> Exercise details:
Name every line in the listing below that contains the string "high".

> Recorded data:

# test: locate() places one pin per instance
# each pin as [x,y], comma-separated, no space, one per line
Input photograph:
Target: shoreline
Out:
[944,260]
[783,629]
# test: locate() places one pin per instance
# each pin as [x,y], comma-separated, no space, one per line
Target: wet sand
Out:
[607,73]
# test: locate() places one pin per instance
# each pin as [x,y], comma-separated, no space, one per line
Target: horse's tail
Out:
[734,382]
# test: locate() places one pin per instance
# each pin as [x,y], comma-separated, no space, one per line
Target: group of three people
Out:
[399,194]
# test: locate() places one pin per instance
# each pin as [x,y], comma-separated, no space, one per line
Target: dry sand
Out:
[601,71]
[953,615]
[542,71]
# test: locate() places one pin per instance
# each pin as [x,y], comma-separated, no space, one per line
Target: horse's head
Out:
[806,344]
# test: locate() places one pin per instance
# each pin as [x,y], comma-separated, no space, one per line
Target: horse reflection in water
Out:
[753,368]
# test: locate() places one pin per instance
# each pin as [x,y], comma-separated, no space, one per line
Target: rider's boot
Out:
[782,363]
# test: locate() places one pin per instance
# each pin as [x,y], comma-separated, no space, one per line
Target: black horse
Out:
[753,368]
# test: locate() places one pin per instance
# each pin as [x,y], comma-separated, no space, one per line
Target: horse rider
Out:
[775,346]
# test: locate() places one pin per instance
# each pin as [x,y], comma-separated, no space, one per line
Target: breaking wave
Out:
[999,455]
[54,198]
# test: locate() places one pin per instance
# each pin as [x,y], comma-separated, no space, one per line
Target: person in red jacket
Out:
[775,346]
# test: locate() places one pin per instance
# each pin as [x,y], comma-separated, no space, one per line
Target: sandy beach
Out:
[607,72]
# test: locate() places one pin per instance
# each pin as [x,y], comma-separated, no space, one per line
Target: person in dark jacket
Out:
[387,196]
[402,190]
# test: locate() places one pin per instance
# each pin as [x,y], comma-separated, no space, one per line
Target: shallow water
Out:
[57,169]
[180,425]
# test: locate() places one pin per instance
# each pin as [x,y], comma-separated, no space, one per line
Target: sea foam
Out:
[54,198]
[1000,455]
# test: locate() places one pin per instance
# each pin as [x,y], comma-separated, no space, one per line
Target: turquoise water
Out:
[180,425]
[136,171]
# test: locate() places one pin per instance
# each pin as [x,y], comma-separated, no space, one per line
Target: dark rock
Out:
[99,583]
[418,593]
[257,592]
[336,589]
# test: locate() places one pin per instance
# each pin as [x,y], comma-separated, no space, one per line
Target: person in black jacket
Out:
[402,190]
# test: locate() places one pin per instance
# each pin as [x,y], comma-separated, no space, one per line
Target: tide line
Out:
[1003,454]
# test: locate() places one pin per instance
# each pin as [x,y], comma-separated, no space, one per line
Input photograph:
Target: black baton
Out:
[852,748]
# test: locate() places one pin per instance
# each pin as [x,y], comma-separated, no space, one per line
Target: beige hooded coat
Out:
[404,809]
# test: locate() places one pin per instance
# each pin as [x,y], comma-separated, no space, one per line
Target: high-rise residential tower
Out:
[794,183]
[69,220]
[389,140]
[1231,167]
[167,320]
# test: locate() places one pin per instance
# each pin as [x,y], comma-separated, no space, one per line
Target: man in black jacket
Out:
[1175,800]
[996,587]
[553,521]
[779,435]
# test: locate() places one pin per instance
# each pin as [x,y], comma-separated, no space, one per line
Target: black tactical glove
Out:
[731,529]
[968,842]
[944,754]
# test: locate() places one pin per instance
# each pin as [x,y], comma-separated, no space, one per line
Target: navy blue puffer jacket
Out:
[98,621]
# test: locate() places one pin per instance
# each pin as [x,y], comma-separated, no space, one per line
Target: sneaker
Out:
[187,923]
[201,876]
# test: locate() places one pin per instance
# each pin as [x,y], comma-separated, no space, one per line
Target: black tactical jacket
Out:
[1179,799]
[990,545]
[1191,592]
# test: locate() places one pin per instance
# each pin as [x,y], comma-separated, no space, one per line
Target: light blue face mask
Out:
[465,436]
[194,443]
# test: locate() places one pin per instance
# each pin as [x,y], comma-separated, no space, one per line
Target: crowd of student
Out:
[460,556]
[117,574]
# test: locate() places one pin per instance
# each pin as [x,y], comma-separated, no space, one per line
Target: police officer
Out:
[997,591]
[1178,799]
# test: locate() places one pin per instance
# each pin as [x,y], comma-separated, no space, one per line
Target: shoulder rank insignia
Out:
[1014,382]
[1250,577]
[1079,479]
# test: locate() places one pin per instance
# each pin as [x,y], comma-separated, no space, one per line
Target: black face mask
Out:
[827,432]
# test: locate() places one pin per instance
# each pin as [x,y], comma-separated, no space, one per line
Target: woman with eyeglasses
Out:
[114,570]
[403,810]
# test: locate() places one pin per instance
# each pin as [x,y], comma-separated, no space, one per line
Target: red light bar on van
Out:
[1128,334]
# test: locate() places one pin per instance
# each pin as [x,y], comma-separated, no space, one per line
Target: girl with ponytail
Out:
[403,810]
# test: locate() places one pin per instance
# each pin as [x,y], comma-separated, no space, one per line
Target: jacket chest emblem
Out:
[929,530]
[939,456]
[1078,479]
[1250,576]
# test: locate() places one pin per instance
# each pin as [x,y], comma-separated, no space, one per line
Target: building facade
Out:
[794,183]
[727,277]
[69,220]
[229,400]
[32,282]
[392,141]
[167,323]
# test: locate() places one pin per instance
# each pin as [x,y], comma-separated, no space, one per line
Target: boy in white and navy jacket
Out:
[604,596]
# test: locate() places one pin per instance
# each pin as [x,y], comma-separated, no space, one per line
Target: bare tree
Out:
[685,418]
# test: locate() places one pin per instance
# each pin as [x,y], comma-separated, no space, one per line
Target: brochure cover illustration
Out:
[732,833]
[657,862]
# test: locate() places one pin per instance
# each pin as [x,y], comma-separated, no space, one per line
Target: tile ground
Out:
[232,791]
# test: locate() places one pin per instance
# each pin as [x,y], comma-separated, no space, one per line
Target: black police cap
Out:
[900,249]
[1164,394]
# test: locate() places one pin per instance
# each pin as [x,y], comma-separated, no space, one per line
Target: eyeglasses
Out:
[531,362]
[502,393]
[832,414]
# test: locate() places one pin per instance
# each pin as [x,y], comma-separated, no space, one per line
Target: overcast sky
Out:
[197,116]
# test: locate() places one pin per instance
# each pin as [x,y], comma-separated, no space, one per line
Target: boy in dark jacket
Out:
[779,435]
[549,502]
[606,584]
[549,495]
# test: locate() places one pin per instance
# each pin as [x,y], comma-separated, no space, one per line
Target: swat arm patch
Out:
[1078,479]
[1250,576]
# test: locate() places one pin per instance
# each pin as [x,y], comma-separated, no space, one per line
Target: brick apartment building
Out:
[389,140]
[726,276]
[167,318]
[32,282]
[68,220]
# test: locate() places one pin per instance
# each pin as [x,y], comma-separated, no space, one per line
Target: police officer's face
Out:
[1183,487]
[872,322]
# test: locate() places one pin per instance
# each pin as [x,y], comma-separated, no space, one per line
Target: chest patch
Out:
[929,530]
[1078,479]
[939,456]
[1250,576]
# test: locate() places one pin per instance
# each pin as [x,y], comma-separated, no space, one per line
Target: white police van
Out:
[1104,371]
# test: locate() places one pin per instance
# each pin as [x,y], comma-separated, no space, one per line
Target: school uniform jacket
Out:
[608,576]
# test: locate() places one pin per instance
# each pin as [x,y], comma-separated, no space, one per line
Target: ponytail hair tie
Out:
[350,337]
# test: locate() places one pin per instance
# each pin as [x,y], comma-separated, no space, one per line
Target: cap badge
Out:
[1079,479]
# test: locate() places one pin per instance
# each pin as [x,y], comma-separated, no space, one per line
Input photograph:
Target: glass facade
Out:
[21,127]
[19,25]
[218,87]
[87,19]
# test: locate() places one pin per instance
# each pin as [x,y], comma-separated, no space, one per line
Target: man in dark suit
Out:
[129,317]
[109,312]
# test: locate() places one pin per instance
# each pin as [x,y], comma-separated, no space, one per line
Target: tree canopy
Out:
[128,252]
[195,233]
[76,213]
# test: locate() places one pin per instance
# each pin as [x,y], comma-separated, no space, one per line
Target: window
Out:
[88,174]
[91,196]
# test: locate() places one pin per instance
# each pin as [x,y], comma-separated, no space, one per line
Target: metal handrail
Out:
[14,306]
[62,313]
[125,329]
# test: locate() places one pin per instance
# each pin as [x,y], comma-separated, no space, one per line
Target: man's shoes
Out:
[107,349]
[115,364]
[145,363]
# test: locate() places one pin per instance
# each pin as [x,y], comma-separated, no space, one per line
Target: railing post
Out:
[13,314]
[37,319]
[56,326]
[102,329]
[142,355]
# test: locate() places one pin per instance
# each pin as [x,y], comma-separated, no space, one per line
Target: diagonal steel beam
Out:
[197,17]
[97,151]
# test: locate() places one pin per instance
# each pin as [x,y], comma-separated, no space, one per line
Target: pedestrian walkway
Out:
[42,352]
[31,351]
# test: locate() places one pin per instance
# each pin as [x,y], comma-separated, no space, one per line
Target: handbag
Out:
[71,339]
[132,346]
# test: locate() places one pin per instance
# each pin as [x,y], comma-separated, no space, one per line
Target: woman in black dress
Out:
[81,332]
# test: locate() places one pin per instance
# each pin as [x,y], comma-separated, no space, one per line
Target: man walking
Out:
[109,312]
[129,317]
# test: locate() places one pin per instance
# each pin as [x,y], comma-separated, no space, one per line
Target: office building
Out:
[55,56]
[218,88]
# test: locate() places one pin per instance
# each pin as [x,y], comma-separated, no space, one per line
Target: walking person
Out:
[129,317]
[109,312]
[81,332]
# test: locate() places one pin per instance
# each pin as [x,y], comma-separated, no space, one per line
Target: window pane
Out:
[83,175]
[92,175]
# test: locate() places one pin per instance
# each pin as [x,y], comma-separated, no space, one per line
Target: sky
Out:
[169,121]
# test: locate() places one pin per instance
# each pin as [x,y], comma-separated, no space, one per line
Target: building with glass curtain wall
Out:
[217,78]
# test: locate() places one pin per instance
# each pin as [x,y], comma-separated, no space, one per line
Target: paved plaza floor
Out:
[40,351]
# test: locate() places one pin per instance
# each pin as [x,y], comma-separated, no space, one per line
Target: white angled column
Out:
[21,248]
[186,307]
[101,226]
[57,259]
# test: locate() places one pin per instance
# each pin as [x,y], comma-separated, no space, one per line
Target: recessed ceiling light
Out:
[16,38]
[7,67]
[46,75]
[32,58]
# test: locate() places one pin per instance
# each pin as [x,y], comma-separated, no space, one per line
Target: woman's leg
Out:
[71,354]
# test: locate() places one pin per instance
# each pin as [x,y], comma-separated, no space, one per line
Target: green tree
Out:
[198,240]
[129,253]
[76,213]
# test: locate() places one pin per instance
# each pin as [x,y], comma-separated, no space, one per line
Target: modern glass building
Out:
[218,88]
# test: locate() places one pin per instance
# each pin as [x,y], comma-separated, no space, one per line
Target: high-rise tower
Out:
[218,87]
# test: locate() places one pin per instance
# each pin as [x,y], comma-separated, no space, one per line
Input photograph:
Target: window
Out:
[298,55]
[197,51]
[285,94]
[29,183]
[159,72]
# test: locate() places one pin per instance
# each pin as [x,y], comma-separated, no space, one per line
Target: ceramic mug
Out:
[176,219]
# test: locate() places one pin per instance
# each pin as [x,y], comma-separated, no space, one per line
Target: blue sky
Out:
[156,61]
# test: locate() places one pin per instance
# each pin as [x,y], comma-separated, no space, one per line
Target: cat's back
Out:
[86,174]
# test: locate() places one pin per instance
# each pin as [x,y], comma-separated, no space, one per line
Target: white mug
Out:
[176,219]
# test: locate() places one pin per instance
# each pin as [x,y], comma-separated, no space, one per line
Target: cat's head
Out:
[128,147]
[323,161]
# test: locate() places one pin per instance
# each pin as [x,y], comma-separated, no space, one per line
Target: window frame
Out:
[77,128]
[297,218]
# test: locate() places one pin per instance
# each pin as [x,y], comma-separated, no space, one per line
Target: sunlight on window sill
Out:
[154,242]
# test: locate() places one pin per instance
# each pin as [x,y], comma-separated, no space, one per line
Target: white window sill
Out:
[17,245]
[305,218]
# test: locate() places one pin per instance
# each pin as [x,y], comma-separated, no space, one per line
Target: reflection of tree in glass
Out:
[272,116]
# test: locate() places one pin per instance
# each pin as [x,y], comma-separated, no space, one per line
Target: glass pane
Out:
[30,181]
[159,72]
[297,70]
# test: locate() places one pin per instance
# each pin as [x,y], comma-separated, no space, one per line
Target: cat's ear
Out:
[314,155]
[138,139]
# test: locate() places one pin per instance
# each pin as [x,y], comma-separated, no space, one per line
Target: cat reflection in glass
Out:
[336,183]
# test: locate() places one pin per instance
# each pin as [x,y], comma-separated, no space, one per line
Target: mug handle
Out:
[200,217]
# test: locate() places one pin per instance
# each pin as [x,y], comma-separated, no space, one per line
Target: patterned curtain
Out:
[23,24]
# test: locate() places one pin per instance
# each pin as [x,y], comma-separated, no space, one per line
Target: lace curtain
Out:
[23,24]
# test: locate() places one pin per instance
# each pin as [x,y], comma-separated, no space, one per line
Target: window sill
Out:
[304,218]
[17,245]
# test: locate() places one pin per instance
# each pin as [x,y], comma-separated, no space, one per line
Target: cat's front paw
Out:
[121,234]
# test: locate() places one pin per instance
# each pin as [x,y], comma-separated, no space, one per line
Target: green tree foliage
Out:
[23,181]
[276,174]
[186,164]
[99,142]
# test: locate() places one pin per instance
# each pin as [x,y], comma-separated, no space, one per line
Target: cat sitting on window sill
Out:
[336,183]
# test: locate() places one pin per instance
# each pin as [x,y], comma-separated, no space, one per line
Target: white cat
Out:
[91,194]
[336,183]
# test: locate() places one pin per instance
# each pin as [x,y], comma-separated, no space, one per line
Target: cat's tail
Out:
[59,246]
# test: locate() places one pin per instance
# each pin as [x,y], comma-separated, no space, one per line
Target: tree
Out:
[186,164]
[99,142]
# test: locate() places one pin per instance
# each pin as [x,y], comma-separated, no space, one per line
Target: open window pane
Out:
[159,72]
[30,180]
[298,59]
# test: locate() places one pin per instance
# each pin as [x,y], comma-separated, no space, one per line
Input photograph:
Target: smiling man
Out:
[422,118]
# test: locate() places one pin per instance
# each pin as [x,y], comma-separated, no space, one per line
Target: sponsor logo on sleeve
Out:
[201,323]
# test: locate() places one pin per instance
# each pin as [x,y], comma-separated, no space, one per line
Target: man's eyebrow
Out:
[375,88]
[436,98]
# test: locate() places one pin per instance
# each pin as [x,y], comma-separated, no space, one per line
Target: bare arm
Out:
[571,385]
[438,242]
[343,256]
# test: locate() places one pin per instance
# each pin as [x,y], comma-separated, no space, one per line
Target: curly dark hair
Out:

> Response for this exercise:
Target: high-rise residential tower
Target: high-rise tower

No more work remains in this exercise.